==== Data entries ====

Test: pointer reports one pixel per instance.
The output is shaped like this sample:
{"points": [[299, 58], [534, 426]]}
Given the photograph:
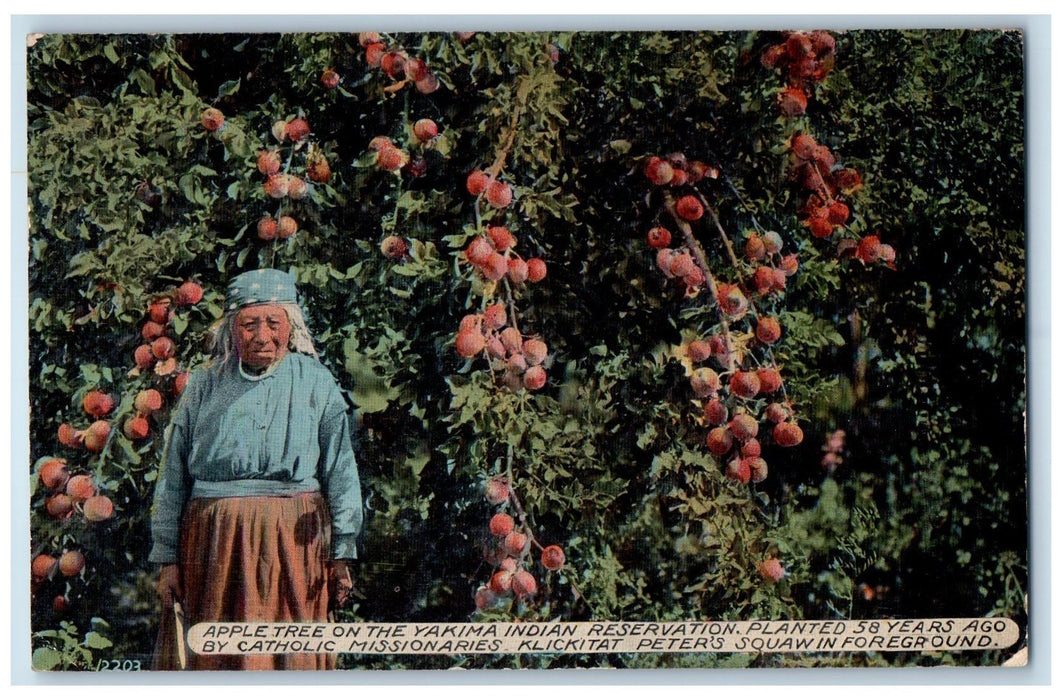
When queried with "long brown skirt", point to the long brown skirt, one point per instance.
{"points": [[256, 559]]}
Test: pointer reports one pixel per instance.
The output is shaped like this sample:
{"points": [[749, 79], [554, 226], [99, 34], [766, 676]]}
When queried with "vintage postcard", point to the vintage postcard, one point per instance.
{"points": [[477, 350]]}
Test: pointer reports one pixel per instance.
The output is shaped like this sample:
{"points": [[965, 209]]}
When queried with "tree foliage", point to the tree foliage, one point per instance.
{"points": [[922, 511]]}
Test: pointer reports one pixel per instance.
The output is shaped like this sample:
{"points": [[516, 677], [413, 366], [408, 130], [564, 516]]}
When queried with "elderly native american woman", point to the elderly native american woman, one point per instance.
{"points": [[259, 501]]}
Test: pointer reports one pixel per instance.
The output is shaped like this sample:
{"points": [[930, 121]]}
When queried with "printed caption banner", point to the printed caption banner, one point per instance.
{"points": [[956, 634]]}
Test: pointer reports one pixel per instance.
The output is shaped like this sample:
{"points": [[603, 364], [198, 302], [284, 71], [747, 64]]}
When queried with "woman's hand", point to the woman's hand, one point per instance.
{"points": [[342, 583], [169, 585]]}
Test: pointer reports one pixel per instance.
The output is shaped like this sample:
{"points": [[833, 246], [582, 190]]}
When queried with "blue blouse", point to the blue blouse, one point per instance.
{"points": [[284, 433]]}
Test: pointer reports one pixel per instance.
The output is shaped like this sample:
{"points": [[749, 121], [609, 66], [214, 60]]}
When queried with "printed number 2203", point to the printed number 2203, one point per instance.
{"points": [[118, 665]]}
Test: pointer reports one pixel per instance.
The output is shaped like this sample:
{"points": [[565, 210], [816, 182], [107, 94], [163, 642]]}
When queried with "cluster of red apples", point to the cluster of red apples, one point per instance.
{"points": [[509, 551]]}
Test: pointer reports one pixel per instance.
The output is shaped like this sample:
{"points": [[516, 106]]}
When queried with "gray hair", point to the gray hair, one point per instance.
{"points": [[223, 344]]}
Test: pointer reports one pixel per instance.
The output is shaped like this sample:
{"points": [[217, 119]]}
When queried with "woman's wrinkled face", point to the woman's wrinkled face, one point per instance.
{"points": [[261, 335]]}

====

The data above should be repeated exactly, minus any pictures.

Test: pointer reports one pixel per instance.
The output is shaped like this sample:
{"points": [[299, 58], [534, 426]]}
Given the photograph:
When queried with "long brown skirt", point to the long brown skirt, one point per instance.
{"points": [[256, 559]]}
Test: pointer reports one pixel per instance.
The output is shaped like this sample:
{"points": [[749, 79], [554, 226], [99, 34], [766, 676]]}
When queried with "vintage postcard", point to the vintage postcard, one point per instance.
{"points": [[477, 350]]}
Test: pointer reports one pixel per instance.
The output is shaped like this sample:
{"points": [[965, 209]]}
When queried with "tree foliage", point to the tree foliage, one point per instance.
{"points": [[922, 511]]}
Test: pointer reports one pixel per instance.
The output is shaped like this sample:
{"points": [[516, 677], [413, 366], [408, 130], [564, 516]]}
When queried with "elderly native american woman", point to the elderly native american woman, one point per instance.
{"points": [[259, 501]]}
Test: pointer reports one pixel per instance.
The output is shaped like this sample:
{"points": [[930, 121]]}
When queried with "printed caption banner", point to the printed caption banner, one point per instance.
{"points": [[956, 634]]}
Test: pointer reports one pixel per instance.
The output is shaped like this sample:
{"points": [[603, 364], [198, 302], [284, 71], [747, 64]]}
When queried with "woman's hand", point to the woman's hand, one point per instance.
{"points": [[342, 583], [169, 585]]}
Test: pointer reports one pixel per instance.
The output is shaped like this sample:
{"points": [[833, 246], [582, 190]]}
When queried with "blue blouse", point to the blue blouse, one point per instance.
{"points": [[284, 433]]}
Test: pointer reports one pixel per instance.
The output is shaped like this sample:
{"points": [[749, 121], [609, 66], [214, 60]]}
When queried with "printed number 2203", point to the printed number 2203, one point per instance.
{"points": [[118, 665]]}
Test: pointer reports one pixel per instance.
The output is shaped like this sample:
{"points": [[565, 210], [816, 182], [107, 94], [163, 642]]}
When queried with "cluster of red apples", point to the cluster of red apples, one point per instance.
{"points": [[509, 551]]}
Test: pointer reports one pixel per instance.
The output is shaped like this sample:
{"points": [[516, 106]]}
When queried with "gray hair", point to the gray hair, one point per instance.
{"points": [[223, 344]]}
Test: pointer reports one pixel per instance.
The output is shaped like this sample:
{"points": [[217, 119]]}
When queried with "woman's wrinkled face", point to the woman's wrinkled face, one point per instance.
{"points": [[261, 335]]}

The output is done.